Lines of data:
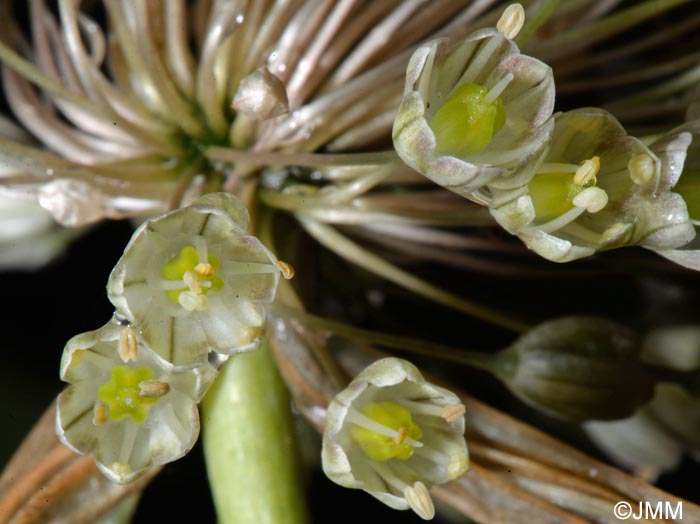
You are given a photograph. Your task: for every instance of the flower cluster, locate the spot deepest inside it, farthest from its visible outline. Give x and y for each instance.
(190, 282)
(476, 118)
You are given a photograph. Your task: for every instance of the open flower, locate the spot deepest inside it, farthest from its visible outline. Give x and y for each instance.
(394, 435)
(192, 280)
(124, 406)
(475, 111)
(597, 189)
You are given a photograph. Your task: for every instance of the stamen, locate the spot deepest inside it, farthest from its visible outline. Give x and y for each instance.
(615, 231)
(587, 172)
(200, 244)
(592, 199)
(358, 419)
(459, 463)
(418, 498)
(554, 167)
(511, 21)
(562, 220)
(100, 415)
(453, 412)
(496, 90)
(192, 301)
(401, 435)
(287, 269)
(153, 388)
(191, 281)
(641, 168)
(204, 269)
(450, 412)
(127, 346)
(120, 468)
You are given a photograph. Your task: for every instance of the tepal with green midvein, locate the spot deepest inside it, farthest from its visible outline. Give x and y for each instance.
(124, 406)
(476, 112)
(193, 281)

# Aim:
Copy, word for word, the stretch of the records from the line containing "of the open" through the final line.

# Solution to this problem:
You are given a photograph. Your task: for every instance of the open flower, locate the spot deepest inside it, farthest from its visible outline. Give x and y for each instance.
(394, 435)
(192, 280)
(124, 406)
(475, 111)
(597, 189)
You are given a photograph. Your task: for every instance of the stamen, locate the spot deepest inside it, farthest from its visible outline. Give x and y for each instance.
(615, 231)
(587, 172)
(200, 244)
(592, 199)
(358, 419)
(459, 463)
(418, 498)
(554, 167)
(511, 21)
(562, 220)
(100, 415)
(453, 412)
(496, 90)
(192, 301)
(401, 435)
(287, 269)
(153, 388)
(191, 281)
(641, 168)
(204, 269)
(450, 412)
(127, 346)
(120, 468)
You are given a photograph. Your task: for every instance of the tepal with green midvein, locate the spot deepest inside it, farthest from its visible outline. Give x and y for each instance.
(124, 406)
(476, 112)
(193, 281)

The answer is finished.